◆ Directions: Print the listing below word for word, changing nothing.

# Records provided start

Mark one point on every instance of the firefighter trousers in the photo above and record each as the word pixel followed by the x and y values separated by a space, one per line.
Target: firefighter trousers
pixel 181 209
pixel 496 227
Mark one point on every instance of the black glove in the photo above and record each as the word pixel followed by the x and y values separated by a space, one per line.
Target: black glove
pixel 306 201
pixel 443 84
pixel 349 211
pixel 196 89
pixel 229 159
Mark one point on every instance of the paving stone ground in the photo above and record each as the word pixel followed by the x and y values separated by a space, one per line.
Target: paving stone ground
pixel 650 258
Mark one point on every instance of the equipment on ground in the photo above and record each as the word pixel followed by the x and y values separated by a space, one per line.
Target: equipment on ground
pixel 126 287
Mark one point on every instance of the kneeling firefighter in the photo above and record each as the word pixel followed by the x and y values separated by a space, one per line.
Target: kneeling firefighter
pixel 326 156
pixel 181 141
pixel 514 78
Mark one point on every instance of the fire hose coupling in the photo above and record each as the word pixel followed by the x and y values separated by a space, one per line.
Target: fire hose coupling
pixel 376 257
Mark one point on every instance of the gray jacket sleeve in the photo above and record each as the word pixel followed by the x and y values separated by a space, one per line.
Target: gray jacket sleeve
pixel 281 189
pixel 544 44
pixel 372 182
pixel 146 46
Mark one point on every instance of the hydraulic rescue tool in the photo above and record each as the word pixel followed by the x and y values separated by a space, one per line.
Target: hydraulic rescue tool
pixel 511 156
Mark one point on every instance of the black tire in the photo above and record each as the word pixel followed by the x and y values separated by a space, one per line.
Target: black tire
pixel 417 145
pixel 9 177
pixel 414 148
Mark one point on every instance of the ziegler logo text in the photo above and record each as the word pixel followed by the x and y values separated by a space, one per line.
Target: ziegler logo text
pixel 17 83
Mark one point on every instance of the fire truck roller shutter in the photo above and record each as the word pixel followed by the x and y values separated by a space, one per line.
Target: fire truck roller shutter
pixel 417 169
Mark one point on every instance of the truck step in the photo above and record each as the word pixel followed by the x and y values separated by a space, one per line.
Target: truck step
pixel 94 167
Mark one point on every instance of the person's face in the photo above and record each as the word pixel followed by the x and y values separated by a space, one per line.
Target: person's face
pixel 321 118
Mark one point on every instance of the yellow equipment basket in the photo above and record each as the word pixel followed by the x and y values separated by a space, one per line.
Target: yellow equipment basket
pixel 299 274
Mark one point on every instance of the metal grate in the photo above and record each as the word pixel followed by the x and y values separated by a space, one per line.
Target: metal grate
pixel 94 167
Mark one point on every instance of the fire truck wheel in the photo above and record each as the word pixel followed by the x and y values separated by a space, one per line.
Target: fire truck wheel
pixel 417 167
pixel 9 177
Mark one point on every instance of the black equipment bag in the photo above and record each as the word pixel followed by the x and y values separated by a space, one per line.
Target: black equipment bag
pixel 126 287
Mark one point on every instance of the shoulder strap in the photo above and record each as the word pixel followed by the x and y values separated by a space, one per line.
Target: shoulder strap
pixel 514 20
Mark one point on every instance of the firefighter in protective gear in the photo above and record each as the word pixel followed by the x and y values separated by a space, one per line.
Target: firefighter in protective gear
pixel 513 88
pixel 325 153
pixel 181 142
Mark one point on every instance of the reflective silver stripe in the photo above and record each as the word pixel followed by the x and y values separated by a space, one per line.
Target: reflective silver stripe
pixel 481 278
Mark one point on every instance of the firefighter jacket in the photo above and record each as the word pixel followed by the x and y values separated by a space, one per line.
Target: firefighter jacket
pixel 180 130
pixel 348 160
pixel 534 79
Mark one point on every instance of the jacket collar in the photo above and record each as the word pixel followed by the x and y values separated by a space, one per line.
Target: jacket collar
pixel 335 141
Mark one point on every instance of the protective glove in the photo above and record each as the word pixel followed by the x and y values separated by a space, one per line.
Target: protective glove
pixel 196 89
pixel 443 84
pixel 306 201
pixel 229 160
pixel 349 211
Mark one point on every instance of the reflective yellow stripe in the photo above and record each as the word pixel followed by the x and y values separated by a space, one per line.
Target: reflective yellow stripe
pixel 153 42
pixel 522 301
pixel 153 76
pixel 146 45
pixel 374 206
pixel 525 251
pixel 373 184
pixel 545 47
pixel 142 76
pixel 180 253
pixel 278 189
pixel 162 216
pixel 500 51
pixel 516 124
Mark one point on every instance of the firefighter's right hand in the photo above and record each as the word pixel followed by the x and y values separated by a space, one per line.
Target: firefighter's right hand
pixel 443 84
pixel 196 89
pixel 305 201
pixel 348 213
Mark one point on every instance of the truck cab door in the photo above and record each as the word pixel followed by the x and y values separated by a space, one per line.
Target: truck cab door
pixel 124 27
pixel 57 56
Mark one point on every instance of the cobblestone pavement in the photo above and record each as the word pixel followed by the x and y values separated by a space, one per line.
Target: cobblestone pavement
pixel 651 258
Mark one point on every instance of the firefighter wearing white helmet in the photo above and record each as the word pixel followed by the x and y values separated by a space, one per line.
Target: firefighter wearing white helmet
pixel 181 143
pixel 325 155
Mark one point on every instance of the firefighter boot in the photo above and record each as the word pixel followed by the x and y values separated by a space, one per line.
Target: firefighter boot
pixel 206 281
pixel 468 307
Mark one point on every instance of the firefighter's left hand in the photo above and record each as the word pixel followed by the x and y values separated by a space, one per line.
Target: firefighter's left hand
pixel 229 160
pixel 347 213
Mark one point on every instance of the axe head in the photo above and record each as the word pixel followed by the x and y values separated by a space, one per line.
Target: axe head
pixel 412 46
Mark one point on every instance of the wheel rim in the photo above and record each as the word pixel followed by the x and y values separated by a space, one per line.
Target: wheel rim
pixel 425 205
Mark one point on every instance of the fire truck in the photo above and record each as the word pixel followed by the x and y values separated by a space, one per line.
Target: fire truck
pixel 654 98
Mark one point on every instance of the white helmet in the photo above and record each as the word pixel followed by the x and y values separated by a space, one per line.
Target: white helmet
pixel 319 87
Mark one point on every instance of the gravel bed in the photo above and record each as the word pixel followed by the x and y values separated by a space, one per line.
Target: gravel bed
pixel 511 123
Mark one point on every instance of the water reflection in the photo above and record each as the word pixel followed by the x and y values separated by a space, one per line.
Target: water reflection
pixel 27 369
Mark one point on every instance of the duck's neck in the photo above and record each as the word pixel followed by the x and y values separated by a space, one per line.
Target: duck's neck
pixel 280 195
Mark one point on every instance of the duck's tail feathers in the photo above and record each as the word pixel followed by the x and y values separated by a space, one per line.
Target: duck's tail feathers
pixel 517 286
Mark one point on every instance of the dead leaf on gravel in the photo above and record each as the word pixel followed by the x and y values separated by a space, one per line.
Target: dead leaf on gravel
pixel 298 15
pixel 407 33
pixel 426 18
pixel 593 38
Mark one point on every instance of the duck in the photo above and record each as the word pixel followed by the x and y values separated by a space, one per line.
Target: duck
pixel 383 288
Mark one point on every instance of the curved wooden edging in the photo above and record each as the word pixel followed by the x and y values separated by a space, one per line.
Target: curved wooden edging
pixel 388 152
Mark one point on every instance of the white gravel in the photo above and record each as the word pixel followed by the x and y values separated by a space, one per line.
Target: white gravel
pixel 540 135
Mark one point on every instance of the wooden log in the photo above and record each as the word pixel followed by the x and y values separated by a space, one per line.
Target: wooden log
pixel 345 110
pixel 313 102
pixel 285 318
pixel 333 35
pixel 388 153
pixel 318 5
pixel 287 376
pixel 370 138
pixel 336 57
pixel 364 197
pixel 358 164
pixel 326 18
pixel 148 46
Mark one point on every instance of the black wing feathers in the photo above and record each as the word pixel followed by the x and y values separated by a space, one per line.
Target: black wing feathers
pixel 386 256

# Records provided end

◆ The response:
Mark one point on every instance of the firefighter trousers in the photo above and record each as the word pixel followed by the x and y values separated by a space, one per line.
Target: firefighter trousers
pixel 181 209
pixel 496 227
Mark one point on every instance of the black glove in the photo above and record each as the word pixel followed by the x and y values separated by a space, one per line.
Target: black glove
pixel 306 201
pixel 443 84
pixel 349 211
pixel 196 89
pixel 229 159
Mark one point on every instance of the paving stone ground in the photo above and record each as the word pixel followed by the x and y values separated by a space, one per line.
Target: paving stone ground
pixel 650 258
Mark one point on every instance of the equipment on ground in the photo above and record each as the word pixel followed by the x and y values separated by a space, one per line.
Target: equipment on ground
pixel 126 287
Mark one point on every instance of the kneeling firefighter in the photo above and record each as the word pixel followed by the x and y values separated by a space, one per line.
Target: kneeling firefighter
pixel 326 156
pixel 181 141
pixel 514 78
Mark one point on every instance of the fire hose coupling in the photo above and record each as the word pixel followed by the x and y values separated by a space, one per line.
Target: fire hose coupling
pixel 376 257
Mark one point on every instance of the gray jacket sleeve in the photo above and record each as the word pixel followed by the x and y values separated by a space, one per line.
Target: gray jacket sleeve
pixel 281 189
pixel 544 44
pixel 372 182
pixel 146 46
Mark one point on every instance of the hydraulic rescue tool in the photo above and record each as the word pixel followed by the x and y values separated by a space, one per line.
Target: hydraulic rescue tool
pixel 511 156
Mark one point on every instance of the black tire in the photo above and record each as the word pixel followed by the x and y values separated by a space, one per line.
Target: black tire
pixel 417 145
pixel 9 177
pixel 414 148
Mark one point on every instance of the ziegler logo text in the photo above and record each as the word pixel followed by the x and y values separated by a space, one per line.
Target: ziegler logo text
pixel 17 83
Mark one point on every instance of the fire truck roller shutter in the photo above and record each as the word pixel followed by the x and y values separated by a space, one per line.
Target: fire truck roller shutter
pixel 417 169
Mark one point on every instance of the truck step in the photo above and record each as the word pixel followed by the x and y values separated by a space, one per line.
Target: truck step
pixel 94 167
Mark one point on every instance of the person's face in the photo above and record each as the word pixel followed by the x and y values separated by a space, one per line.
Target: person's face
pixel 321 118
Mark one point on every instance of the yellow equipment basket in the photo above and record each as the word pixel followed by the x and y values separated by a space, one per line.
Target: yellow equipment basket
pixel 299 274
Mark one point on every instance of the metal grate in the photo above and record each as the word pixel followed by the x and y values separated by a space, one per line.
Target: metal grate
pixel 94 167
Mark one point on every instance of the fire truck wheel in the photo above and record each as the word pixel followed by the x and y values separated by a space, one per line.
Target: fire truck wheel
pixel 417 167
pixel 9 177
Mark one point on every instance of the black equipment bag in the photo above and record each as the word pixel followed by the x and y values separated by a space, one per line.
Target: black equipment bag
pixel 126 287
Mark one point on every instance of the shoulder strap in the photo above and record each as the word pixel followed by the x and y values separated by a space, one per line.
Target: shoulder strap
pixel 514 20
Mark one point on every instance of the firefighter in protective gear in the photo above and record each as the word pixel followed by the x and y values separated by a space, one per line.
Target: firefighter in protective gear
pixel 513 88
pixel 325 153
pixel 181 142
Mark one point on every instance of the reflective silver stripe in the photo above and record each as the word pixel followed by the x and y values separated by a space, one per line.
Target: reflective silver stripe
pixel 481 278
Mark one point on every instance of the firefighter jacket in the photo above and record each as the word pixel followed by the x and y values separated by a space, one per line.
Target: firefighter jacket
pixel 180 130
pixel 348 160
pixel 534 79
Mark one point on every instance of the jacket collar in the photo above and record each as the word pixel followed by the x and y values separated by a space, one per line.
Target: jacket collar
pixel 335 141
Mark one point on every instance of the protective glove in the photo above and record each as the word pixel followed by the x and y values separated by a space, one per line.
Target: protective glove
pixel 196 89
pixel 443 84
pixel 306 201
pixel 229 160
pixel 349 211
Mark one point on every instance of the reflective yellow stripe in the photo above and record each as the word pixel followed by the x and y values separated by a space, one per line.
Target: reflective yellow stripe
pixel 153 42
pixel 522 301
pixel 153 76
pixel 146 45
pixel 374 206
pixel 525 251
pixel 373 184
pixel 545 47
pixel 142 76
pixel 180 253
pixel 278 189
pixel 162 216
pixel 500 51
pixel 516 124
Mark one point on every instance of the firefighter's right hand in the photo above and record each as the word pixel followed by the x and y values separated by a space, one per line.
Target: firefighter's right hand
pixel 443 84
pixel 196 89
pixel 305 201
pixel 348 213
Mark one point on every instance of the truck cab door in the photo above and record each as the word pixel followed by the x and y values separated by a space, one per line.
Target: truck cab door
pixel 124 27
pixel 57 56
Mark one point on every instance of the cobblestone pavement in the photo above and record each as the word pixel followed by the x and y values separated by a space, one per line.
Target: cobblestone pavement
pixel 651 258
Mark one point on every instance of the firefighter wearing white helmet in the photo above and record each as the word pixel followed by the x and y values separated by a space, one per line.
Target: firefighter wearing white helmet
pixel 181 143
pixel 325 155
Mark one point on every instance of the firefighter boot in the photo above and record each as the word pixel followed by the x and y values separated by a space, one per line.
Target: firefighter boot
pixel 206 281
pixel 468 307
Mark one point on every instance of the firefighter's left hand in the photo above and record each as the word pixel followed by the x and y values separated by a space, one per line.
Target: firefighter's left hand
pixel 229 160
pixel 347 213
Mark one point on every instance of the axe head in the photo above and record each as the word pixel followed by the x and y values separated by a space, one per line.
Target: axe head
pixel 412 46
Mark one point on every instance of the wheel rim in the photo above and record each as the word pixel followed by the x and y values separated by a space, one per line.
Target: wheel rim
pixel 425 205
Mark one point on every instance of the fire truck in the photo above and record each as the word pixel followed by the x and y values separated by a space, one per line.
Target: fire truck
pixel 654 98
Mark one point on every instance of the white helmet in the photo above and record each as the word pixel followed by the x and y values separated by a space, one per line.
Target: white helmet
pixel 319 87
Mark one point on every instance of the gravel bed in the photo above and record each as the word pixel followed by the x and y values separated by a space, one per line.
Target: gravel bed
pixel 511 123
Mark one point on every instance of the water reflection in the photo above and record each as the word pixel followed by the x and y values separated by a space, one per line.
Target: water reflection
pixel 27 369
Mark one point on every instance of the duck's neck in the photo above and record each as the word pixel followed by the x and y values separated by a space, one per line.
Target: duck's neck
pixel 280 195
Mark one point on every instance of the duck's tail feathers in the photo above and record each as the word pixel followed by the x and y values separated by a space, one per line.
Target: duck's tail feathers
pixel 517 286
Mark one point on every instance of the dead leaf on gravel in the photo above and record each as the word pixel followed by the x and y values separated by a space, one per line.
Target: dead leaf on gravel
pixel 298 15
pixel 407 33
pixel 426 18
pixel 593 38
Mark one point on every instance of the duck in the photo above and record each as the word pixel followed by the x and y values separated by a space, one per line.
Target: duck
pixel 383 288
Mark one point on every instance of the curved wooden edging in the photo above and record each as the word pixel followed by the x and y values separated by a space, one per line.
Target: curved wooden edging
pixel 388 152
Mark one point on every instance of the white gravel in the photo above and record each as the word pixel followed by the x and y values separated by a space, one per line.
Target: white gravel
pixel 540 135
Mark one point on every instance of the wooden log in the photo above and record each as the word pixel followed by the x and y values separated by a space, one per line.
Target: wooden log
pixel 345 110
pixel 313 102
pixel 285 318
pixel 333 35
pixel 388 153
pixel 318 5
pixel 287 376
pixel 370 138
pixel 336 57
pixel 364 197
pixel 358 164
pixel 326 18
pixel 148 46
Mark one point on every instance of the black wing feathers in the photo above and record each as the word pixel followed by the x and y values separated by a space, one per line.
Target: black wing feathers
pixel 386 256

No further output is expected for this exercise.